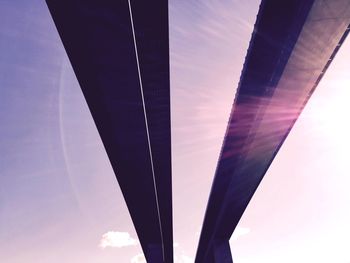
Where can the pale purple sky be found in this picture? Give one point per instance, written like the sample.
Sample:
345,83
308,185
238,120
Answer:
58,193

● ● ● ● ● ● ●

◆ To do
Keep the pictures out while you retype all of the data above exactly as it appears.

◆ Solution
Where can the pale purple sky be found in this picture? Give one point per instance, written like the sample.
Sample:
345,83
308,185
238,120
Answer:
58,193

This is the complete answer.